**INPUT DATA:**
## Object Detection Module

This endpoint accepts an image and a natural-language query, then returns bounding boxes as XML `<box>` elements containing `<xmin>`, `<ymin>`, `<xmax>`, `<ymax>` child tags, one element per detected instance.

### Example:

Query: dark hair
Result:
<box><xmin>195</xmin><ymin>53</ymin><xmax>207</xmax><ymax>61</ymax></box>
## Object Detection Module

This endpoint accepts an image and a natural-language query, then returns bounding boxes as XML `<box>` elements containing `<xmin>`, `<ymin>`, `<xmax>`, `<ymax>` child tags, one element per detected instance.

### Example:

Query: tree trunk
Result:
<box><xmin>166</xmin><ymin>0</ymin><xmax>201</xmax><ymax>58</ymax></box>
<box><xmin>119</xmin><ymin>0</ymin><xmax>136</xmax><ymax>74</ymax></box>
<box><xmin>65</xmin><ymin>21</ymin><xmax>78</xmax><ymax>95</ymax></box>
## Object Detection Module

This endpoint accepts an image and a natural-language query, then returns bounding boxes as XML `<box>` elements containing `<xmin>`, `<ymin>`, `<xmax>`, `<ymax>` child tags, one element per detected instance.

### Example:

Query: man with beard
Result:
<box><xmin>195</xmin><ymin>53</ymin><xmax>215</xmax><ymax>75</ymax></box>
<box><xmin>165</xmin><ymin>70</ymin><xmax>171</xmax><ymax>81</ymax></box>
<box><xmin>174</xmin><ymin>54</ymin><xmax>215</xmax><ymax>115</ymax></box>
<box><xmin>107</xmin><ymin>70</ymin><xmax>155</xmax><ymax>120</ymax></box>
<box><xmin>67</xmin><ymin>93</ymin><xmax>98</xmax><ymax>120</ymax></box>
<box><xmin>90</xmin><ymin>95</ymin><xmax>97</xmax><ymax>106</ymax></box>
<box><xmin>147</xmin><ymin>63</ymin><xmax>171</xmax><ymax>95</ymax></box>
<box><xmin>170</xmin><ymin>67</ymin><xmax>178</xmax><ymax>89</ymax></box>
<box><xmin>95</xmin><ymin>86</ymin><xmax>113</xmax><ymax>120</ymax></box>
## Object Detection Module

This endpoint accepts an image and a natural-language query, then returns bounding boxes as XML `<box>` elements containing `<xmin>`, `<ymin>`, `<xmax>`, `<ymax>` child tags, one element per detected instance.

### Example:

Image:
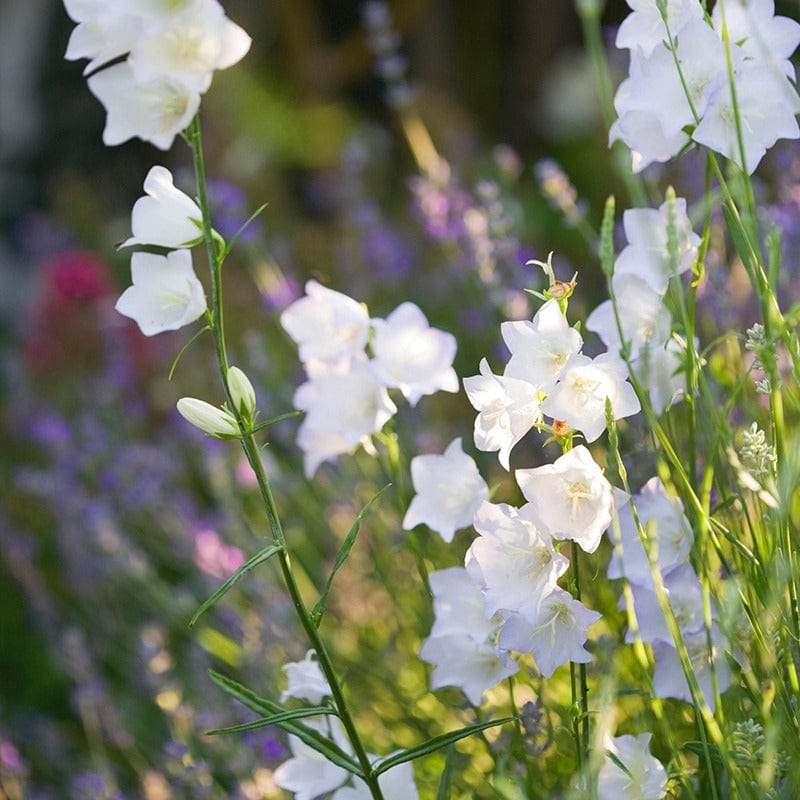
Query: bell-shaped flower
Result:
<box><xmin>653</xmin><ymin>622</ymin><xmax>733</xmax><ymax>711</ymax></box>
<box><xmin>131</xmin><ymin>0</ymin><xmax>251</xmax><ymax>94</ymax></box>
<box><xmin>177</xmin><ymin>397</ymin><xmax>242</xmax><ymax>439</ymax></box>
<box><xmin>711</xmin><ymin>0</ymin><xmax>800</xmax><ymax>80</ymax></box>
<box><xmin>586</xmin><ymin>273</ymin><xmax>672</xmax><ymax>359</ymax></box>
<box><xmin>87</xmin><ymin>61</ymin><xmax>200</xmax><ymax>150</ymax></box>
<box><xmin>500</xmin><ymin>300</ymin><xmax>583</xmax><ymax>393</ymax></box>
<box><xmin>498</xmin><ymin>587</ymin><xmax>601</xmax><ymax>678</ymax></box>
<box><xmin>616</xmin><ymin>0</ymin><xmax>703</xmax><ymax>56</ymax></box>
<box><xmin>614</xmin><ymin>197</ymin><xmax>700</xmax><ymax>294</ymax></box>
<box><xmin>428</xmin><ymin>567</ymin><xmax>499</xmax><ymax>641</ymax></box>
<box><xmin>465</xmin><ymin>502</ymin><xmax>569</xmax><ymax>617</ymax></box>
<box><xmin>608</xmin><ymin>477</ymin><xmax>694</xmax><ymax>586</ymax></box>
<box><xmin>281</xmin><ymin>650</ymin><xmax>331</xmax><ymax>705</ymax></box>
<box><xmin>372</xmin><ymin>303</ymin><xmax>458</xmax><ymax>406</ymax></box>
<box><xmin>692</xmin><ymin>62</ymin><xmax>800</xmax><ymax>175</ymax></box>
<box><xmin>464</xmin><ymin>358</ymin><xmax>541</xmax><ymax>469</ymax></box>
<box><xmin>115</xmin><ymin>250</ymin><xmax>206</xmax><ymax>336</ymax></box>
<box><xmin>120</xmin><ymin>166</ymin><xmax>203</xmax><ymax>249</ymax></box>
<box><xmin>403</xmin><ymin>438</ymin><xmax>489</xmax><ymax>542</ymax></box>
<box><xmin>281</xmin><ymin>280</ymin><xmax>369</xmax><ymax>367</ymax></box>
<box><xmin>620</xmin><ymin>562</ymin><xmax>704</xmax><ymax>644</ymax></box>
<box><xmin>515</xmin><ymin>445</ymin><xmax>627</xmax><ymax>553</ymax></box>
<box><xmin>597</xmin><ymin>732</ymin><xmax>672</xmax><ymax>800</ymax></box>
<box><xmin>419</xmin><ymin>634</ymin><xmax>519</xmax><ymax>706</ymax></box>
<box><xmin>294</xmin><ymin>356</ymin><xmax>397</xmax><ymax>477</ymax></box>
<box><xmin>542</xmin><ymin>353</ymin><xmax>641</xmax><ymax>442</ymax></box>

**WHAT IS REQUIRED:** Please transcribe the entries word for word, from their very first line through the line containing "Query: dark hair", including both of those lines.

**SOLUTION FOR THIS PROBLEM:**
## Object Detection Module

This endpoint accepts an image and a natural-language query, then returns bounding boxes as XML `<box>` elements containing `<xmin>`, `<ymin>`, `<xmax>`, `<ymax>` child tags, one element per detected instance.

### Example:

Query: dark hair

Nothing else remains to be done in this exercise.